# 原文抜粋

+++

東北大学は8月31日、金属イオンアフィニティー法を用いて精製した、ハブ毒の主要成分であるタンパク質分解酵素「ヘビ毒メタロプロテアーゼ」(SVMPs)が、アルツハイマー病の原因となるアミロイドβ(Aβ)のヒト細胞からの生産を大幅に減少させることを明らかにし、Aβを無毒な短いペプチド「p3」に分解する切断部位を特定することに成功したと発表した。
さらに、試験管内でAβのアミロイド線維を生成させる実験から、SVMPsはアミロイド線維を分解するわけではなく、単量体Aβを分解することでアミロイド線維の生成を抑制するとうい仕組みも明らかにしたことを併せて発表した。
同成果は、東北大大学院 農学研究科の二井勇人准教授、同・小川智久教授、東北大 学際科学フロンティア研究所佐藤伸一助教、東京大学大学院 薬学研究科の富田泰輔教授らの共同研究チームによるもの。詳細は、有害な化学物質および材料に関する全般を扱う学術誌「Toxins」に掲載された。

+++

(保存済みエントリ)
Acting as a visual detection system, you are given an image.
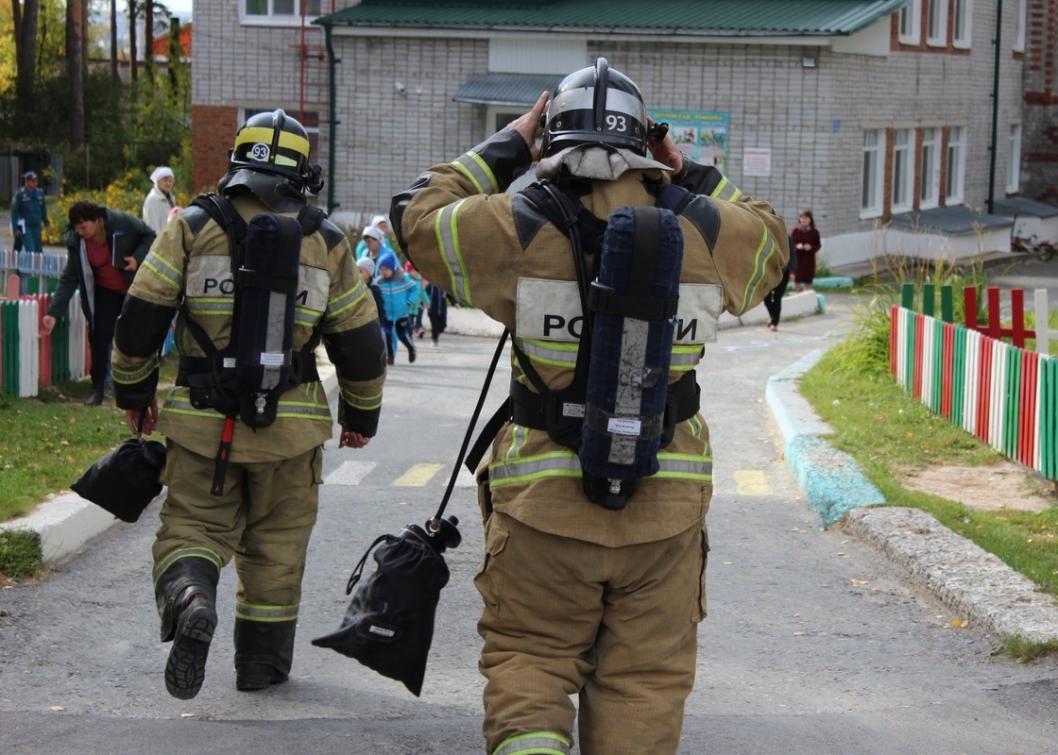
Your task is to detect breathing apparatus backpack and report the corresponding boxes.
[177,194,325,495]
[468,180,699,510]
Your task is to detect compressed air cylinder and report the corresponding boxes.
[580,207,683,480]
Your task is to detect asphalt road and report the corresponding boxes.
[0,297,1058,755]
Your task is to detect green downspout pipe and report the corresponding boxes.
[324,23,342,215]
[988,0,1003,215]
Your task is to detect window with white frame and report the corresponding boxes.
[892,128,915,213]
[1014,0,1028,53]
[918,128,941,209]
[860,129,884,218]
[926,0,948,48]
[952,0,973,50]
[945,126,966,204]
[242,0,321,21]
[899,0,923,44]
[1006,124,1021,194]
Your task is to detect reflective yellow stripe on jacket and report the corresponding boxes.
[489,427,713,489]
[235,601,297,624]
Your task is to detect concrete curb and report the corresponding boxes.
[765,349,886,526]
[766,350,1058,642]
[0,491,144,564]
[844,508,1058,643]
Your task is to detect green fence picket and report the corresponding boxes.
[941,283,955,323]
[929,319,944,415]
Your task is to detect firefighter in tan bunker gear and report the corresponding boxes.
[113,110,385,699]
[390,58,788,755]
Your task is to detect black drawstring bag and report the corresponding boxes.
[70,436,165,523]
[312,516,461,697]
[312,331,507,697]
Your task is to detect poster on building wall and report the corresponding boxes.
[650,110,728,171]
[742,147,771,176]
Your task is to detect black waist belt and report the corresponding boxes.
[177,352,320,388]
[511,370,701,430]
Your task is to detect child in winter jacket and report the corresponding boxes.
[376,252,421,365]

+++

# 実施課題
1 > 原文抜粋に共同研究チームの一員として名前が挙がっている研究者を、役職を含めてすべて列挙してください。
2 > 原文抜粋のうち、「東北大学は8月31日、金属イ」から始まり「ることに成功したと発表した。」までの部分を一字一句違えずに書き写してください。

# 課題別解答
1 > 二井勇人准教授、小川智久教授、佐藤伸一助教、富田泰輔教授

2 >
東北大学は8月31日、金属イオンアフィニティー法を用いて精製した、ハブ毒の主要成分であるタンパク質分解酵素「ヘビ毒メタロプロテアーゼ」(SVMPs)が、アルツハイマー病の原因となるアミロイドβ(Aβ)のヒト細胞からの生産を大幅に減少させることを明らかにし、Aβを無毒な短いペプチド「p3」に分解する切断部位を特定することに成功したと発表した。